**TASK GOAL:**
Each record below should be printed exactly as it was written.

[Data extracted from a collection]
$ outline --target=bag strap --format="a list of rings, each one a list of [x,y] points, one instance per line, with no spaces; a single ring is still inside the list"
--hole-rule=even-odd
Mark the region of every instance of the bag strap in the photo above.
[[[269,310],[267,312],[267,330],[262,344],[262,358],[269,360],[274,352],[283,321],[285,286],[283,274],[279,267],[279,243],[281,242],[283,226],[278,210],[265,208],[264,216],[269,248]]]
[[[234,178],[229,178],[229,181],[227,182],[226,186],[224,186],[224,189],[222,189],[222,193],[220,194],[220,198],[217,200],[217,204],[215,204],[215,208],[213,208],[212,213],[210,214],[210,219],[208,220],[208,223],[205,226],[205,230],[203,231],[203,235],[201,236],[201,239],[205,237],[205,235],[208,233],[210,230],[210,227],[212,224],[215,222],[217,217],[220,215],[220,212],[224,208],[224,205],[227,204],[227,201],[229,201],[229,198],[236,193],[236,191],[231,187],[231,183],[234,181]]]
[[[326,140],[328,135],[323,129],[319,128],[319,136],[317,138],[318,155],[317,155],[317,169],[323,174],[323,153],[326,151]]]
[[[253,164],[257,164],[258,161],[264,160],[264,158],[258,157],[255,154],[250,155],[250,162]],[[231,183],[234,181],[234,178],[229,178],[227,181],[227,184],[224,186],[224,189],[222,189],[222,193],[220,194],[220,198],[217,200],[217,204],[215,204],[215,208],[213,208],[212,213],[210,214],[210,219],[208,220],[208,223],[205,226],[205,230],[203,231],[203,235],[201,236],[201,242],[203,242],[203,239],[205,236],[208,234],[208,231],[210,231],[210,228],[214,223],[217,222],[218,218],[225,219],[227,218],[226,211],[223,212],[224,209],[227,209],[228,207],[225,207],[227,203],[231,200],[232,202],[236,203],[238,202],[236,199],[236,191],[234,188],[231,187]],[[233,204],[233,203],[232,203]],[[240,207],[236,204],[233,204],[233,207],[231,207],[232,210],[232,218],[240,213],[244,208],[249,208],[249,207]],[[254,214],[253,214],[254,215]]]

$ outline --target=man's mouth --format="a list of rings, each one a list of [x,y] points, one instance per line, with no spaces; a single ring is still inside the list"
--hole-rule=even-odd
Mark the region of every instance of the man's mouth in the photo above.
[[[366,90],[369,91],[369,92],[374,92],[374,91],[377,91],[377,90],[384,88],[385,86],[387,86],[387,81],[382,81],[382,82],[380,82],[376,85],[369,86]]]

**YOUR RESPONSE:**
$ outline --target=bag strap --format="a list of rings, each one a list of [x,y] points, one instance per line, with no spaces; a single ring is still inside the list"
--hole-rule=even-odd
Mark the region of every instance of the bag strap in the photo above.
[[[269,310],[267,312],[267,330],[262,344],[262,358],[269,360],[274,352],[283,321],[285,286],[283,274],[279,267],[279,243],[281,242],[283,226],[278,210],[265,208],[264,216],[269,248]]]
[[[234,178],[229,178],[229,181],[227,182],[226,186],[224,186],[224,189],[222,189],[222,193],[220,194],[220,198],[217,200],[217,204],[215,204],[215,208],[213,208],[212,213],[210,214],[210,219],[208,220],[208,223],[205,226],[205,230],[203,231],[203,235],[201,236],[201,239],[205,237],[205,235],[208,233],[210,230],[210,227],[212,224],[215,222],[217,217],[220,215],[220,212],[224,208],[224,205],[227,204],[227,201],[229,201],[229,198],[236,193],[236,191],[231,187],[231,183],[234,181]]]
[[[326,140],[328,135],[323,129],[319,128],[319,136],[317,138],[318,155],[317,155],[317,169],[323,174],[323,153],[326,151]]]
[[[253,164],[257,164],[258,161],[264,160],[264,158],[258,157],[255,154],[250,155],[250,162]],[[231,183],[234,181],[234,178],[229,178],[227,181],[227,184],[224,186],[224,189],[222,189],[222,193],[220,194],[220,198],[217,200],[217,204],[215,204],[215,208],[213,208],[212,213],[210,214],[210,219],[208,220],[208,223],[205,226],[205,230],[203,231],[203,235],[201,236],[201,242],[203,242],[203,239],[205,236],[208,234],[208,231],[210,231],[210,228],[214,223],[217,222],[218,218],[225,219],[227,218],[226,211],[223,212],[224,209],[227,209],[228,207],[225,207],[227,203],[231,200],[232,202],[236,203],[238,202],[236,199],[236,191],[234,188],[231,187]],[[233,204],[233,203],[232,203]],[[240,207],[236,204],[233,204],[233,207],[231,207],[232,210],[232,218],[240,213],[244,208],[249,208],[249,207]],[[254,214],[253,214],[254,215]]]

$ outline --target=man's mouth --format="a list of rings, each one a list of [x,y] points, one instance per line, with no spaces; a single ring is still inside the list"
--hole-rule=even-odd
Mark the region of every instance of the man's mouth in the photo above.
[[[366,90],[369,91],[369,92],[374,92],[374,91],[377,91],[377,90],[384,88],[385,86],[387,86],[387,81],[382,81],[382,82],[380,82],[376,85],[369,86]]]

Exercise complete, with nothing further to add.